-- Texto extraído --
◇ ◇ ◇

PASSE LIVRE: POSSIBILIDADE OU DISTOPIA
FREE PASS: POSSIBILITY OR DYSTOPIA
PURL: http://purl.oclc.org/r.ml/v2n2/r1
Gabriel Guanabarã Lemos Marques†
Fernanda Pereira dos Santos‡
Em seu livro “Passe Livre: As possibilidades da tarifa zero contra a distopia da uberização”, Santini põe como reflexão central pensar a mobilidade urbana das cidades a partir do prisma da circulação, dos deslocamentos diários das pessoas em seus aspectos mais amplos, seja nas suas atividades de trabalho, estudos, compras, lazer, flane ou em qualquer outra atividade que exija o deslocamento. Nesse conjunto, os atos de deslocamento passam a opor sistemas de transportes distintos, isto é, opõem lado a lado a circulação através dos modais públicos coletivos§ com os modais individuais motorizados.
Diante disso, o autor coloca algumas reflexões. A primeira diz respeito a uma percepção comum e bem visível aos grandes e médios centros urbanos, o sistema de mobilidade que prioriza os carros não funciona bem, como indicam os engarrafamentos, no entanto, há uma predileção, beirando a insistência, por tal sistema. E por quê? As demais reflexões giram em torno da temática da mobilidade: enquanto direito ou serviço.

◇ ◇ ◇

-- Material fornecido --
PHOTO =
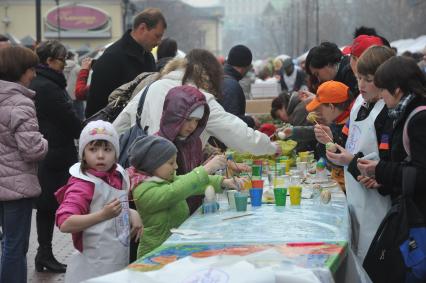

◇ ◇ ◇

-- Tarefas escritas --
1 > Devolva, sem alterações, o trecho do texto sobre o passe livre que começa em "Diante disso, o" e termina em "direito ou serviço.".
2 > De acordo com o texto sobre o passe livre, o que os engarrafamentos indicam?
3 > Prossiga o texto sobre o passe livre a partir da última frase apresentada.
Os dados formam um material à parte, separado do texto.

-- Respostas --
1 >
Diante disso, o autor coloca algumas reflexões. A primeira diz respeito a uma percepção comum e bem visível aos grandes e médios centros urbanos, o sistema de mobilidade que prioriza os carros não funciona bem, como indicam os engarrafamentos, no entanto, há uma predileção, beirando a insistência, por tal sistema. E por quê? As demais reflexões giram em torno da temática da mobilidade: enquanto direito ou serviço.

2 > Que o sistema de mobilidade que prioriza os carros não funciona bem.

3 >
Ao evidenciarmos a compreensão e por não dizer a naturalização social do transporte público enquanto um serviço, nos deparamos com o Art. 176 do Código Penal, que endossa que – Tomar refeição em restaurante, alojar-se em hotel ou utilizar-se de meio de transporte sem dispor de recursos para efetuar o pagamento: Pena – detenção, de 15 (quinze) dias a 2 (dois) meses, ou multa. Nesse caso, o usuário já internalizou que o transporte é um serviço que deve ser pago, e que o seu deslocamento é, de sua responsabilidade. Tal pensamento, nos dias mais contemporâneos, recai sobre os serviços ofertados pelos aplicativos de carro, que passam a oferecer novas possibilidades de deslocamento aos usuários. Mas, tal sistema não muda o paradigma injusto e ineficiente das cidades formatadas para priorizar os veículos privados e tão pouco soluciona a crise da mobilidade urbana.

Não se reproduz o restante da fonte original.